[Begin]
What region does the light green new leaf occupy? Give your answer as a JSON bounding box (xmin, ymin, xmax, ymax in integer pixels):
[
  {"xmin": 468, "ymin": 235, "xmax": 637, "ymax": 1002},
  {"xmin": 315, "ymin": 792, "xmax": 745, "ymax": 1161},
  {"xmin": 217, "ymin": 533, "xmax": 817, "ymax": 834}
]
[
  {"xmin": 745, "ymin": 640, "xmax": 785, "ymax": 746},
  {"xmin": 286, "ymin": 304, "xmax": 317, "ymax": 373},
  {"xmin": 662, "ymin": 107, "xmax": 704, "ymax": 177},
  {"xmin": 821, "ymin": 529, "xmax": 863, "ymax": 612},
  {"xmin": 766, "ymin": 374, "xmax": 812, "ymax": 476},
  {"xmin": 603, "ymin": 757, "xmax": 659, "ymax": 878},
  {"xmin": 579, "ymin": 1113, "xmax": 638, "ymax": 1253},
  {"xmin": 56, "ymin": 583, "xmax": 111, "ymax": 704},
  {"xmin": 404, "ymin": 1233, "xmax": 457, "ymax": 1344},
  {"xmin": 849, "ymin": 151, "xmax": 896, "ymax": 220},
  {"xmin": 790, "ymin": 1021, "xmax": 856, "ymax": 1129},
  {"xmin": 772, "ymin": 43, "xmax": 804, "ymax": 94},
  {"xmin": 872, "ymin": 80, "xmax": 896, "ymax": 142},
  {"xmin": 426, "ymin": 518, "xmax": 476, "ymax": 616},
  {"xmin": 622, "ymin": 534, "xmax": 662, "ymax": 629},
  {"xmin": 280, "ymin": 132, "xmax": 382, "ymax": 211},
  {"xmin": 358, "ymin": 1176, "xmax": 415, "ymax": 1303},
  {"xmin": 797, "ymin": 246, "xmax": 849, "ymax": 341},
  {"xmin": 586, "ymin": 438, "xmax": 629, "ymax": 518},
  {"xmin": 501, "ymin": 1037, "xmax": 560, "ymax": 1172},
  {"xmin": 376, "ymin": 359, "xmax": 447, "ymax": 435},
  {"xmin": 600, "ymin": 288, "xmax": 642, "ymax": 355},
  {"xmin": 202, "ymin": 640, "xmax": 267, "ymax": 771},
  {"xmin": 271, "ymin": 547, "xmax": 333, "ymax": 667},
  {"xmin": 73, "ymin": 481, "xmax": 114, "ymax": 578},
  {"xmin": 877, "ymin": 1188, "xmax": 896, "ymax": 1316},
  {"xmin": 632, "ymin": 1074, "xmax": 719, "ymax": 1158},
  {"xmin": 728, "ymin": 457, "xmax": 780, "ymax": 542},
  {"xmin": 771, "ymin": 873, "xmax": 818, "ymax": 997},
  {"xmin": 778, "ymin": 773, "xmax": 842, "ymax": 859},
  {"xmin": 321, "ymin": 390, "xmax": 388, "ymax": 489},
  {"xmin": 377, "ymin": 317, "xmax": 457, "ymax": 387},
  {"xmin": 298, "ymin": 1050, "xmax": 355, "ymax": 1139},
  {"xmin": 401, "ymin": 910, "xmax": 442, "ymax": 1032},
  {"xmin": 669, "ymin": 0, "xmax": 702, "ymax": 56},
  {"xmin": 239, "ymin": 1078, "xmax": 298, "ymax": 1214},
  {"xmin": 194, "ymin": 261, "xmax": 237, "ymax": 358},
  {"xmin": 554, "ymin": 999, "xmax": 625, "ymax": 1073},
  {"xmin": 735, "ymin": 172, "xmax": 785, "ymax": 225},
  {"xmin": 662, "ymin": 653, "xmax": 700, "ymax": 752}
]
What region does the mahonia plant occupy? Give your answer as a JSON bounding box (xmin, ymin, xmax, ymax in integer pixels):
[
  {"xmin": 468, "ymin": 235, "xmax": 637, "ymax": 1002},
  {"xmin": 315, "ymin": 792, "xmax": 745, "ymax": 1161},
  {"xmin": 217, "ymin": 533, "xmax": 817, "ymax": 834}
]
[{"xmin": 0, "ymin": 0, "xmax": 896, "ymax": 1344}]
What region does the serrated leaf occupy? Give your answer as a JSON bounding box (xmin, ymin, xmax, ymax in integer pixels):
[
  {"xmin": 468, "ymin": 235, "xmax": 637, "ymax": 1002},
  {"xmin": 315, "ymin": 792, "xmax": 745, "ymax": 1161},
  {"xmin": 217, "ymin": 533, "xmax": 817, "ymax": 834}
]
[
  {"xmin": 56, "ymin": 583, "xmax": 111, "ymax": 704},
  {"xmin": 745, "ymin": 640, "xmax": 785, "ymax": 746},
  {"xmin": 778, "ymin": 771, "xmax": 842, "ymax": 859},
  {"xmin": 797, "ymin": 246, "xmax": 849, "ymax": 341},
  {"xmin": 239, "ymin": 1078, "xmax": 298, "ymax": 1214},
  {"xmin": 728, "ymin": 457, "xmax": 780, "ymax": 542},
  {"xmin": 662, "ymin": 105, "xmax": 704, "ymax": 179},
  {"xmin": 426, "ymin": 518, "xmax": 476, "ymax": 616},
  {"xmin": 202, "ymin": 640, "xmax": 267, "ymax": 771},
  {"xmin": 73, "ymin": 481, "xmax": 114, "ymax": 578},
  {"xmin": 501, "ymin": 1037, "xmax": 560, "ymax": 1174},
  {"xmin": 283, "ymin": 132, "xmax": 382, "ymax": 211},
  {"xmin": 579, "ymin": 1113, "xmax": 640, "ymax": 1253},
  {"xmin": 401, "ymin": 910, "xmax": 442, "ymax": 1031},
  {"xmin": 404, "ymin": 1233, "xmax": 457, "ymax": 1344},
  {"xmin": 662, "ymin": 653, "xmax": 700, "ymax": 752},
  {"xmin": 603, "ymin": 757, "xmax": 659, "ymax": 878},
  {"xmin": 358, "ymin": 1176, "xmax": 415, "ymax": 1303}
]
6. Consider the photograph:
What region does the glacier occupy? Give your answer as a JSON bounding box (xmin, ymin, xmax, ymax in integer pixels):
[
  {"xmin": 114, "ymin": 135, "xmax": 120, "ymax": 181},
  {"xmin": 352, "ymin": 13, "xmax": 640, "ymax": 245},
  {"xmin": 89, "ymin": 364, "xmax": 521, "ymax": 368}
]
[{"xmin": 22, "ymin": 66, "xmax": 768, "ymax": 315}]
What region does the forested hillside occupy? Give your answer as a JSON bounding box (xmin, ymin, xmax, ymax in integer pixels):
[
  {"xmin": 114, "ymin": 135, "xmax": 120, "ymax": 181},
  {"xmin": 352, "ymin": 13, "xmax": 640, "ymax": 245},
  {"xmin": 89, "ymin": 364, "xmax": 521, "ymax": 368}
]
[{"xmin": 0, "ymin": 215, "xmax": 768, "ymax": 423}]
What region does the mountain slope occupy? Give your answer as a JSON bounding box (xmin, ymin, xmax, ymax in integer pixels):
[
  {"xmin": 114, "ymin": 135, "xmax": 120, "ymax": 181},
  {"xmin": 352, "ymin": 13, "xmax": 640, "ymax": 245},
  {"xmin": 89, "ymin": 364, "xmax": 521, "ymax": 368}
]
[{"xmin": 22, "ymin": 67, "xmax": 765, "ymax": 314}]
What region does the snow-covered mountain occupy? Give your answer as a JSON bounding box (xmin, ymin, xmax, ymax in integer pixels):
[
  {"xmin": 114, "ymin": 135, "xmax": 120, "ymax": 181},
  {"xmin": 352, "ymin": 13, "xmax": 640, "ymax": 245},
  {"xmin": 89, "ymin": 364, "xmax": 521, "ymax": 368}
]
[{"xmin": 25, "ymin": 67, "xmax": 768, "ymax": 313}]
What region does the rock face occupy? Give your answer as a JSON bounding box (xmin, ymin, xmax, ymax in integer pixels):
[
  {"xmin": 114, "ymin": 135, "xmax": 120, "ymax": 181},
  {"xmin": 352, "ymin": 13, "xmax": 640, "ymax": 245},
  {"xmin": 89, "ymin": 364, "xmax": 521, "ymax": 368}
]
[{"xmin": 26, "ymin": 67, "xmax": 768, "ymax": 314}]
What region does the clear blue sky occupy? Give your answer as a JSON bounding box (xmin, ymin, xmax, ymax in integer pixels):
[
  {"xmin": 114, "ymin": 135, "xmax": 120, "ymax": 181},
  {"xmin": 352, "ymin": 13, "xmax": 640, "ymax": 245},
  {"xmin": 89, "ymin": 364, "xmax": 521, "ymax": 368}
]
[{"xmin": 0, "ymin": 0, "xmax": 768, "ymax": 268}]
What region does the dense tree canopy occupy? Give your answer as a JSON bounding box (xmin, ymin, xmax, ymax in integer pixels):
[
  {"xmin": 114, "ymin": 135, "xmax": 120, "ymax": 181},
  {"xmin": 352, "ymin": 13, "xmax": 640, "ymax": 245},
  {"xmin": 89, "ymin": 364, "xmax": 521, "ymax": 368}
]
[End]
● **Set task**: Change "occupy" to "cover" in the lines between the one containing "What region does the clear" and the end of the material, inclusive, and give those lines again with nothing else altered.

● **Answer below**:
What region does the clear blue sky cover? Give your answer as a JSON bounding box (xmin, ymin, xmax, ymax in integer pixels):
[
  {"xmin": 114, "ymin": 135, "xmax": 120, "ymax": 181},
  {"xmin": 352, "ymin": 13, "xmax": 640, "ymax": 245},
  {"xmin": 89, "ymin": 364, "xmax": 521, "ymax": 368}
]
[{"xmin": 0, "ymin": 0, "xmax": 768, "ymax": 268}]
What region does the dense tree canopy cover? Give your answer as a JSON bounding box (xmin, ymin, xmax, ymax in integer pixels):
[
  {"xmin": 114, "ymin": 135, "xmax": 120, "ymax": 181},
  {"xmin": 352, "ymin": 13, "xmax": 640, "ymax": 245},
  {"xmin": 89, "ymin": 364, "xmax": 521, "ymax": 368}
]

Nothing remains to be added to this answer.